++++ Input records

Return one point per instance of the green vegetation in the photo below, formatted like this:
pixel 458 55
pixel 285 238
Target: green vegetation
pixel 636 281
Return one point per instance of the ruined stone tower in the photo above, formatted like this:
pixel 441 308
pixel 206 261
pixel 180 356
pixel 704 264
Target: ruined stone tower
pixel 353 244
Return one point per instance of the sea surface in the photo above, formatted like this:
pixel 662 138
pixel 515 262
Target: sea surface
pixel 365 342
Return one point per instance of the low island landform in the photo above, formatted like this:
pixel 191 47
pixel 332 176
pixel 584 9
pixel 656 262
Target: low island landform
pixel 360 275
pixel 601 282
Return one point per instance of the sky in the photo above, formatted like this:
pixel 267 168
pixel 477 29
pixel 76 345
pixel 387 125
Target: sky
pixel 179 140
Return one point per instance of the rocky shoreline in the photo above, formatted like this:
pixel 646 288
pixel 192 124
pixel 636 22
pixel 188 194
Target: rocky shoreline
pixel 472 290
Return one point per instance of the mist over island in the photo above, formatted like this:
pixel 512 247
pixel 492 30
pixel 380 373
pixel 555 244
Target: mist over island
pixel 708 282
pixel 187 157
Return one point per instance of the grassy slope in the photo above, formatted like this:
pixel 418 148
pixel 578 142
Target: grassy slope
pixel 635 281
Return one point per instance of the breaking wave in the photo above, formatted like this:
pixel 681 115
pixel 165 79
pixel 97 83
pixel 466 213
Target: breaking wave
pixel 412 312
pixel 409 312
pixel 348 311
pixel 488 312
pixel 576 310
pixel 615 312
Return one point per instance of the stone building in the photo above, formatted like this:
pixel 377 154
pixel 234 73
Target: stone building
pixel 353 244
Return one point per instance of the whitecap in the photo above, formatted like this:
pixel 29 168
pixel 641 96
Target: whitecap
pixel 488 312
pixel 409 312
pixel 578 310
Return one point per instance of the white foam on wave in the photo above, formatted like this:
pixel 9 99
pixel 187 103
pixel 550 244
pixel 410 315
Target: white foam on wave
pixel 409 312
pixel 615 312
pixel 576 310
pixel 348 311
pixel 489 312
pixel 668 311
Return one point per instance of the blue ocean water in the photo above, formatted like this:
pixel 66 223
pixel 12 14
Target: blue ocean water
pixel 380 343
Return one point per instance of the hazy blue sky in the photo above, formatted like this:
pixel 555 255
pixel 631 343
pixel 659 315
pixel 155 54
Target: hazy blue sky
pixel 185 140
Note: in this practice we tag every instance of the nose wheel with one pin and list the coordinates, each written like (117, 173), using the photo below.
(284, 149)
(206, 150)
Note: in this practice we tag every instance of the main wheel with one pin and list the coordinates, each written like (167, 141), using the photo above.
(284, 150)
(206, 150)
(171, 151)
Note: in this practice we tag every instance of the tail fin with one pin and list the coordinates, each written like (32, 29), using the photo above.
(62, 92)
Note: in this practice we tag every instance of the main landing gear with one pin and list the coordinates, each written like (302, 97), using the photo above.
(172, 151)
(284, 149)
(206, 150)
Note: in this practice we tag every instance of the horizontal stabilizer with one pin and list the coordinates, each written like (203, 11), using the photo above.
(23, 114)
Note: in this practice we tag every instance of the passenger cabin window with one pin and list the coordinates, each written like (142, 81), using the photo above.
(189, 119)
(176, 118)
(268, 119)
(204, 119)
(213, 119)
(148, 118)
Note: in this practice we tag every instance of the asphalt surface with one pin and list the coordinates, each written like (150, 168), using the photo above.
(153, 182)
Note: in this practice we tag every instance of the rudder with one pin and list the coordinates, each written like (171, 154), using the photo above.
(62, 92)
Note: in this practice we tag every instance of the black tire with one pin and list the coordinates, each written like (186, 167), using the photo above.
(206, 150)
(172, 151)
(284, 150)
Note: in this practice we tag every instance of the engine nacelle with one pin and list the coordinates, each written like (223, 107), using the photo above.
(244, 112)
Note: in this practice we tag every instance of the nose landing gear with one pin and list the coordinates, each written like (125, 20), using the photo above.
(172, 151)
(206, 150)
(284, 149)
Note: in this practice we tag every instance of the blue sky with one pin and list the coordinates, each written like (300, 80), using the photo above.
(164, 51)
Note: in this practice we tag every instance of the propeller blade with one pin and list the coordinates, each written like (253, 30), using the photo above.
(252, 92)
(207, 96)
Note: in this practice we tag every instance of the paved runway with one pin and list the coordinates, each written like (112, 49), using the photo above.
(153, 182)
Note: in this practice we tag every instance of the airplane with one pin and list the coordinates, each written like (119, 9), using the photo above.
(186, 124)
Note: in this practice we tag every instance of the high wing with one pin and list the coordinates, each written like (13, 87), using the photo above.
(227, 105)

++++++++
++++ Input records

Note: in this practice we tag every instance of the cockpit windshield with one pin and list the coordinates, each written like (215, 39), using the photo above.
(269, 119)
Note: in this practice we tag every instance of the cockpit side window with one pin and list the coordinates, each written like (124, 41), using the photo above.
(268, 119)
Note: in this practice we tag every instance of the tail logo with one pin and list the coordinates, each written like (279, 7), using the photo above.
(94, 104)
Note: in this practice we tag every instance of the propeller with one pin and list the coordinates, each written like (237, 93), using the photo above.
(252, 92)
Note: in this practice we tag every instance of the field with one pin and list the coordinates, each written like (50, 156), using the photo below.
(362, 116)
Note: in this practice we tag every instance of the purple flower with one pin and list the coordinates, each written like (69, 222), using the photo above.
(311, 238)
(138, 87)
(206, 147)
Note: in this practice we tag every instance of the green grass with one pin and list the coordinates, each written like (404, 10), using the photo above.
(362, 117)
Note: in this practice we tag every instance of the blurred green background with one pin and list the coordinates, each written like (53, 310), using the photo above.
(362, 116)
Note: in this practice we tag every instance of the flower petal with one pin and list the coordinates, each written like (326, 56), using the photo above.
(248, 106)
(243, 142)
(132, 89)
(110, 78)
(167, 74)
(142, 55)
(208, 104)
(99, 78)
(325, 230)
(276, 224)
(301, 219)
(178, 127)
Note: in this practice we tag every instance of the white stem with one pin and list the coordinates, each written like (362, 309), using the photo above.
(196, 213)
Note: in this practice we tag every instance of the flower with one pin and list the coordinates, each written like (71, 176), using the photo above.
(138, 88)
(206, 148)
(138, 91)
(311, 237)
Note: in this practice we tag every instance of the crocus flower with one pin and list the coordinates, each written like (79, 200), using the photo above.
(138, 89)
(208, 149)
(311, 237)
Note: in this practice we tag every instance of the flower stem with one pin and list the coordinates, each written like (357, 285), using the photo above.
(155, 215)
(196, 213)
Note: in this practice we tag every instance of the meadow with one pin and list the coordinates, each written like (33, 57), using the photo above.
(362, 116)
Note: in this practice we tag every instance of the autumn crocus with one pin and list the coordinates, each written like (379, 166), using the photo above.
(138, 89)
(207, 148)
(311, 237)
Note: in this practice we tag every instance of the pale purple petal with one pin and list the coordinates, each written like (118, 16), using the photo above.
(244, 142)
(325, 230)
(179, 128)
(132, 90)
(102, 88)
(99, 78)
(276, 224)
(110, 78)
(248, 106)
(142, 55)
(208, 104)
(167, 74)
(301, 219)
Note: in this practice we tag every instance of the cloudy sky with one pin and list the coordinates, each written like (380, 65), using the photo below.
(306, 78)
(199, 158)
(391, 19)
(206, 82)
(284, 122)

++++++++

Work to complete:
Please give back exactly the lines of the listing above that run from the one containing "Return one point per instance of the whitecap" through the one containing "pixel 410 315", and only those.

Answer area:
Return one point per instance of the whitecap in the photo above, formatted like this:
pixel 29 168
pixel 641 96
Target: whitecap
pixel 488 312
pixel 409 312
pixel 578 310
Return one point per instance of the white foam on wave in the photo above, formatted like this:
pixel 9 99
pixel 187 103
pixel 550 244
pixel 410 315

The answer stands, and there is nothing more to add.